DIRECTION:
Rewrite the items below, changing every "green pea" to "chickpea" and leaving everything else as it is.

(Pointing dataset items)

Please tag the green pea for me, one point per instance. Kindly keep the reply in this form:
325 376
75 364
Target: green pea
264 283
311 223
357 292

RESPONSE TO THIS TASK:
Please tag the chickpea for me, one point per instance. Kindly keep the reply in this form:
325 376
75 364
Target: chickpea
264 283
311 223
357 292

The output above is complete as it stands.